──────── ФРАГМЕНТ ────────

Питающий стихи язык, в конце концов, и есть история, совокупность имен, отсылок и сносок, каждая из которых привязана к узкому историческому пространству и по смыслу исчерпывается центральным действующим лицом истории — человеком или группой людей. Вместе с тем все это переплетение слов, вещей, обстоятельств и действующих лиц, образующих ткань истории, имеет свой исток — слово, рождающее его в мир и дарящее смыслом. Исток этот — не в истории, не в минувшем: он всегда в настоящем и неотступно требует воплощения. То, о чем рассказывает Гомер, не принадлежит датируемому прошлому, да и прошлому вообще. Это нечто временное и, однако же, текущее, скажем так, поверх времени в неизбывчивой жажде настоящего. Вечно в начале и всегда в бесконечном становлении, оно вновь свершается всякий раз, как только мы произносим древние гекзаметры. История есть место воплощения поэтического слова.

──────── ИСХОДНЫЕ ДАННЫЕ ────────

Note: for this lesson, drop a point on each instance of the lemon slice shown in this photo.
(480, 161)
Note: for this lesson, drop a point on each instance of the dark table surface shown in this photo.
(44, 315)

────────

ЗАДАНИЯ:
1/ Что, согласно фрагменту, является местом воплощения поэтического слова?
2/ Воспроизведите дословно часть фрагмента между словами «Питающий стихи язык, в» и «воплощения поэтического слова.» включительно.

ОТВЕТЫ:
1/ История.

2/
Питающий стихи язык, в конце концов, и есть история, совокупность имен, отсылок и сносок, каждая из которых привязана к узкому историческому пространству и по смыслу исчерпывается центральным действующим лицом истории — человеком или группой людей. Вместе с тем все это переплетение слов, вещей, обстоятельств и действующих лиц, образующих ткань истории, имеет свой исток — слово, рождающее его в мир и дарящее смыслом. Исток этот — не в истории, не в минувшем: он всегда в настоящем и неотступно требует воплощения. То, о чем рассказывает Гомер, не принадлежит датируемому прошлому, да и прошлому вообще. Это нечто временное и, однако же, текущее, скажем так, поверх времени в неизбывчивой жажде настоящего. Вечно в начале и всегда в бесконечном становлении, оно вновь свершается всякий раз, как только мы произносим древние гекзаметры. История есть место воплощения поэтического слова.